Cyber incidents 2023
At the beginning of 2021, the world realised that we had not completely put the unprecedented challenges of the previous year behind us. The healthcare industry continued to battle the COVID-19 pandemic, whilst suffering in parallel with increasingly sophisticated cyber attacks. The ransomware attackers that propagated in 2020 are as rife as ever, illustrated by the increasingly damaging techniques and processes employed.
In VMware’s Global Incident Response Threat Report, it was reported that cybercriminals now use the method of manipulating reality in their attempts to execute cyber-attacks. And, as a result of increasing remote-work environments over the last two years, around 32% of attackers are using business communication platforms such as Microsoft Teams, Zoom and Teams, to navigate around an environment and launch sophisticated attacks. This year’s Verizon report is the biggest one yet, with the Verizon team analysing 23,896 security incidents, of which, 5,212 were confirmed data breaches.
But what is a cyber-incident? And when should you report it?
According to the National Cyber Security Centre (NCSC), A cyber incident is:
“a breach of a system’s security policy in order to affect its integrity or availability and/or the unauthorised access or attempted access to a system or systems; in line with the Computer Misuse Act (1990).”
Out of the 819 cyber-incidents reported to the FCA in 2018, 93 were confirmed as a type of cyber-attack such as DDoS, Malware or Ransomware of which the majority, not surprisingly, were phishing attacks. However, the most frequent incidents at 174 out of 819, were third-party failures.

[Dataset entries]
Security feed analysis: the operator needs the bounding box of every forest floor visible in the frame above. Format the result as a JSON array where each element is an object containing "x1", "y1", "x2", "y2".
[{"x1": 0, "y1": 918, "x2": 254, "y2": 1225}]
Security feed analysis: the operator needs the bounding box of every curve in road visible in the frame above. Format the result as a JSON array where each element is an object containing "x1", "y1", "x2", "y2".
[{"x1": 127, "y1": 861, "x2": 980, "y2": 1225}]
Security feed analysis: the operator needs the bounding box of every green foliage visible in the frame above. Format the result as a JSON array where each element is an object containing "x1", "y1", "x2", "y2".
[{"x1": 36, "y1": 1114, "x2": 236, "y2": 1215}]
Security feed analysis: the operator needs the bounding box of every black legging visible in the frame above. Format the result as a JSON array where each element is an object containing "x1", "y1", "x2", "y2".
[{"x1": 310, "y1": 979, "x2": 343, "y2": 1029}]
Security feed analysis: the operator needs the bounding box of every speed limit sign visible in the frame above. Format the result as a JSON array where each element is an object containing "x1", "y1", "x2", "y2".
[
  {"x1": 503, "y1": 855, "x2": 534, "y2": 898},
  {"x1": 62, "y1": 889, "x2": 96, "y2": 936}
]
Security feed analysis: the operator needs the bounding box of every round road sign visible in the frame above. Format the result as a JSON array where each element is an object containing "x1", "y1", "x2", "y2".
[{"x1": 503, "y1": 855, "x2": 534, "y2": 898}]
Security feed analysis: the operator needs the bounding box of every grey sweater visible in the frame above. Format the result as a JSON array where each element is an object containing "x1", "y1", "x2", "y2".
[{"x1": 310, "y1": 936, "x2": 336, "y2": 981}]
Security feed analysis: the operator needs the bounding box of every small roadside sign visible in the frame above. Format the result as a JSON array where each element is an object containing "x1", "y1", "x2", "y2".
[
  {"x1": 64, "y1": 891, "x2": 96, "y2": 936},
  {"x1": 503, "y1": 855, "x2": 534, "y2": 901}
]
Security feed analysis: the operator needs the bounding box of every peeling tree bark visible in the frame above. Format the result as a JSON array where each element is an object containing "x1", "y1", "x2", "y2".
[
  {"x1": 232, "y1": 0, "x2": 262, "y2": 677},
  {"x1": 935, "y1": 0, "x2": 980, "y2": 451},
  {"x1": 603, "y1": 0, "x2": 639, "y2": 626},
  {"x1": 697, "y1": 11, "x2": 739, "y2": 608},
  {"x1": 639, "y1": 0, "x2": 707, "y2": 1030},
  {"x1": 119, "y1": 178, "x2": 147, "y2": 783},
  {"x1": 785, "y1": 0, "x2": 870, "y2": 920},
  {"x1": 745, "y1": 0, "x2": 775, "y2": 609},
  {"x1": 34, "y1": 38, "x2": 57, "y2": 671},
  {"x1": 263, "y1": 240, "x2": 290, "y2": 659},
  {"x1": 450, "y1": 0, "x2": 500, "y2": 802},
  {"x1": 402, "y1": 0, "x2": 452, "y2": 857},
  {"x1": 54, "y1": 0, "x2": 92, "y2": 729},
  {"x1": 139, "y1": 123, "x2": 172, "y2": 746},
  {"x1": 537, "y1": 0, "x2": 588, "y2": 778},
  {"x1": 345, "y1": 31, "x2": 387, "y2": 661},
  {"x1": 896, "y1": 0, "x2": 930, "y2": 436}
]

## EXPLORE THE MATERIAL:
(A) Reproduce verbatim the span of the cyber incidents article starting at "In VMware’s Global" and ending at "confirmed data breaches.".
(B) Extend the cyber incidents article with new text that picks up after its last sentence.
The rows come from a separate source unrelated to the cyber incidents article.

## RESULTS OF THE TASKS:
(A)
In VMware’s Global Incident Response Threat Report, it was reported that cybercriminals now use the method of manipulating reality in their attempts to execute cyber-attacks. And, as a result of increasing remote-work environments over the last two years, around 32% of attackers are using business communication platforms such as Microsoft Teams, Zoom and Teams, to navigate around an environment and launch sophisticated attacks. This year’s Verizon report is the biggest one yet, with the Verizon team analysing 23,896 security incidents, of which, 5,212 were confirmed data breaches.

(B)
I found this article dating back to April 2017 which refers specifically to the issue of UK firms not being prepared for third-party failures and at the same time having an over-reliance on third parties. This figure seems to suggest that not a lot has improved here although, in the 2 years since this article, I would say that businesses have been further pushed towards third party cloud services as that industry has grown, so the important takeaway here is that management of third-party suppliers is in need of improvement. For a full review of how to manage your suppliers, I suggest you read our supply chain security guide.
The second highest cause of cyber-incidents at 157 were issues with hardware and software, which cause service disruption. Again, reliance on third parties and third-party products and services is an area of security risk to be managed.
When to report a cyber-incident
Creating an incident response plan can help you to strategize your communication plans in the event of an incident. When to report a cyber incident and who to, varies depending on the consequences of the event and the industry.
Operators of Essential Services (OES) fall under the Network and Information Systems (NIS) Regulations along with other services critical to the economy and wider society such as water, transport, energy, healthcare and Digital infrastructure. NIS regulations came into force in May 2018 just before GDPR, though with a lot less fanfare.
OES’ have breach-reporting obligations under NIS. The banking sector falls within NIS and cyber incidents must be reported to the FCA, under NIS Regulations, when computer systems and the digital data stored and processed within them are compromised.
Under the UK General Data Protection Regulation, if a cyber incident results in “a breach of security leading to the accidental or unlawful destruction, loss, alteration, unauthorised disclosure of, or access to, personal data transmitted, stored or otherwise processed”, the data controller must inform the ICO within 72 hours using the GDPR process, if there is deemed a risk to the rights and freedoms of individuals. If the risk is high, the breach must also be reported to the affected data subjects.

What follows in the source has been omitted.